最近风靡MiniWhip有源接收天线,

翻译了一下荷兰Ham友PA3FWM写的关于MiniWhip天线的科普文章。

希望对各位了解这个天线有帮助。

文章来源:http://www.pa3fwm.nl/technotes/tn07.html

意译为主,较为随意,不足之处,在所难免。

只看重点的朋友请直接看结论部分和加粗部分。

 

 

Fundamentals of the MiniWhip antenna

Pieter-Tjerk de Boer, PA3FWM pa3fwm@amsat.org

(This is an adapted version of an article that I wrote for the Dutch amateur radio magazine Electron, January 2014.)

 

 

MiniWhip天线基本原理

作者:Pieter-Tjerk de Boer, PA3FWM pa3fwm@amsat.org

(这篇文章刊登在荷兰业余无线电杂志《电子》2014年1月刊,略有删减。)

翻译:BH7LSW建科

2017年11月

 

 

A well-known active antenna for the LF, MF and HF bands is the “MiniWhip” designed by PA0RDT; see [1]. Many ideas and misunderstandings have been voiced about how this antenna works. In this article, I hope to shed some light on this, by using some elementary theory.

PA0RDT大神设计的MiniWhip是一款众所周知的长中短波接收有源天线,关于它的工作方式,江湖上有许多误解。在这篇小文章里,我将用一些电磁学理论解释一下它的工作原理。

 

 

目录

1、MiniWhip概况

2、无线电波电场的规律

3、支撑杆为绝缘体的情况

4、无线电波的极化方式

5、振子用小金属板好还是用鞭状导线好

6、方向性

7、小尺寸天线的方向性

8、MiniWhip的方向性

9、结论

10、参考文献

 关于本文作者及其WebSDR

 

 

 

1The MiniWhip

The figure shows a sketch of a typical MiniWhip setup. It consists of a mast of a few meters high, ideally in the open field, with on top of it a small metal plate and an amplifier, together in a plastic enclosure (the actual MiniWhip). A coaxial cable runs from the MiniWhip down along the mast to a receiver. For now we assume the mast is conductive and grounded, but we will later see what happens if this is not the case. The amplifier is a voltage follower with a very high input impedance in order not to load the metal plate, and a low output impedance to be able to deliver sufficient power to the 50 ohm coaxial cable; see [1,2,3]. The idea is that the metal plate “measures” the electrical field at its location, and sends the result via the coax to the receiver.

1MiniWhip概况

上图是一个典型的MiniWhip天线架设图。它由以下部分组成:

一根数米高的支撑杆,放在开阔的地方,顶上固定着MiniWhip有源天线。

MiniWhip天线由一块小金属板(译注:小金属板即天线振子)和放大器构成,密封在塑料防水盒里,由同轴电缆引入室内的接收机。

现在,我们先假设这根支撑杆是金属的,且良好接地;后面我们再假设支撑杆为绝缘体的情况会怎样。

放大器是一个输入阻抗极高,而输出阻抗很低的射级跟随电压放大器,它将金属板获取的信号放大后通过50欧姆的同轴电缆传输到接收机。

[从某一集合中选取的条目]
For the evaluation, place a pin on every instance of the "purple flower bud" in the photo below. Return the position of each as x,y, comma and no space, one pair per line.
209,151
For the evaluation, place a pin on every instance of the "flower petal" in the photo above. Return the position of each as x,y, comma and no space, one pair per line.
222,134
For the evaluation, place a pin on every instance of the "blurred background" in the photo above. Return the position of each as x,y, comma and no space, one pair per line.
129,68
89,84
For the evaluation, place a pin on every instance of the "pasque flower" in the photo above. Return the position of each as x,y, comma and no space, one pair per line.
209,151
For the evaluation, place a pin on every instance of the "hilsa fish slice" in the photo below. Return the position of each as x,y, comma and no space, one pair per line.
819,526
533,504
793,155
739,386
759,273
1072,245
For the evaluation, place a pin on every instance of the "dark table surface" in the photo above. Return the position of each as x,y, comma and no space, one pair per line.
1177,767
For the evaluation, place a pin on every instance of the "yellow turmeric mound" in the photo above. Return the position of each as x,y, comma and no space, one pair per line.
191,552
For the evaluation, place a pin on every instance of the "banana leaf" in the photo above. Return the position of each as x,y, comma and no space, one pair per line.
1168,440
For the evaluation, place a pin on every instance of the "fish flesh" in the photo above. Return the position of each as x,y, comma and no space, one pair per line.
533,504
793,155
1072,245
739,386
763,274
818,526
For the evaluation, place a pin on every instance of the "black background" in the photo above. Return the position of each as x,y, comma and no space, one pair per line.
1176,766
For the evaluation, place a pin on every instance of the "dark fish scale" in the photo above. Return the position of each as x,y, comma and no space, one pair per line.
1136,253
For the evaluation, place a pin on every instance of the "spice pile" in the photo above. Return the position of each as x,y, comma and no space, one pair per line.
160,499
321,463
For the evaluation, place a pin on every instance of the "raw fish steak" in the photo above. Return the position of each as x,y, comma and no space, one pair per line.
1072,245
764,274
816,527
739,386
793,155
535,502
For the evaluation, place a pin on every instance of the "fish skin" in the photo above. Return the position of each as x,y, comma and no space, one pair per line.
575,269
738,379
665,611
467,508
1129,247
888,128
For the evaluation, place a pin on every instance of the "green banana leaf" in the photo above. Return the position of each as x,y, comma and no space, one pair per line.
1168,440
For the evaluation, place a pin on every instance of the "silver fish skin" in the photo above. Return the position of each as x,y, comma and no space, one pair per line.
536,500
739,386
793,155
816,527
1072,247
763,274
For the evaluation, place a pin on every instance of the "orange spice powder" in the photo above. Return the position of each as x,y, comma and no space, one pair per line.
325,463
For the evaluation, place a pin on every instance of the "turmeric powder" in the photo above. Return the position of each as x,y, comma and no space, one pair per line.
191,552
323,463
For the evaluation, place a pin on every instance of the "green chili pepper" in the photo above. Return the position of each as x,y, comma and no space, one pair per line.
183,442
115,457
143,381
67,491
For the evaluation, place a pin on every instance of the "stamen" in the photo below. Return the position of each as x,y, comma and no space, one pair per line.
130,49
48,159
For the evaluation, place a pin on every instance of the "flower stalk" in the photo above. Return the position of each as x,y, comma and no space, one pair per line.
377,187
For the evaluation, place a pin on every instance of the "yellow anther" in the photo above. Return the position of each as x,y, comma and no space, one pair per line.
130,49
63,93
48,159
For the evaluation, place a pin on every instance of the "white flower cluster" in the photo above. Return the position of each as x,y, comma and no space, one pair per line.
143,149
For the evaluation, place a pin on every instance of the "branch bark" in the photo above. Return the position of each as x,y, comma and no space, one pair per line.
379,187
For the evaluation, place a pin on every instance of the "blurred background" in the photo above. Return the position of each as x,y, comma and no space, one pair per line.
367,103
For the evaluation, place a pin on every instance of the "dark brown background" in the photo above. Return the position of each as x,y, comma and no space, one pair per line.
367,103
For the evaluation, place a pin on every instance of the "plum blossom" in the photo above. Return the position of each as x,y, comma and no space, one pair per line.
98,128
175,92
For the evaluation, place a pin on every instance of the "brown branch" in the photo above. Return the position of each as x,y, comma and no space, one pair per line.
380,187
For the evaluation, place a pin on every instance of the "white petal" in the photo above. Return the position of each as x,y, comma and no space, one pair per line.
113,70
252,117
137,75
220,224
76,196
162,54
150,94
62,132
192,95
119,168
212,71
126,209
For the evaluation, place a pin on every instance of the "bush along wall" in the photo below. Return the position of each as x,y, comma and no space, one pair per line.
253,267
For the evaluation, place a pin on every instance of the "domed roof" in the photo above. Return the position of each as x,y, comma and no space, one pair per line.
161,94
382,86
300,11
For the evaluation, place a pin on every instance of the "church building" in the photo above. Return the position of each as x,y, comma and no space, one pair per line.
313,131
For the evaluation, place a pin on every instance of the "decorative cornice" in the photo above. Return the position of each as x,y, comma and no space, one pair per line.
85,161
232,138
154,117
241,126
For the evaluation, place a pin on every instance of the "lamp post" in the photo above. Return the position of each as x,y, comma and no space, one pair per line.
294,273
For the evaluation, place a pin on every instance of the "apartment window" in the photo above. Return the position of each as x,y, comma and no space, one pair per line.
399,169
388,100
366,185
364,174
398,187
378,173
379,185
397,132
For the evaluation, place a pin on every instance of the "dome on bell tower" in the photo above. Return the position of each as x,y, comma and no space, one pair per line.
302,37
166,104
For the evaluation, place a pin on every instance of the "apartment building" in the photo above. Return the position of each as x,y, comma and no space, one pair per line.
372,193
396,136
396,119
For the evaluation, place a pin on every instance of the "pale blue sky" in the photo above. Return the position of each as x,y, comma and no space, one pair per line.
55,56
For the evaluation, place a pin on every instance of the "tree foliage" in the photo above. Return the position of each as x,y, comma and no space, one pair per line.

### 任务要求
请抄录文档片段中的一段原文,从“意译为主,较为随意,不足之处,在所难免。”开始,到“magazine Electron, January 2014.)”结束,一字不改。

### 正确结果
意译为主,较为随意,不足之处,在所难免。

只看重点的朋友请直接看结论部分和加粗部分。

 

 

Fundamentals of the MiniWhip antenna

Pieter-Tjerk de Boer, PA3FWM pa3fwm@amsat.org

(This is an adapted version of an article that I wrote for the Dutch amateur radio magazine Electron, January 2014.)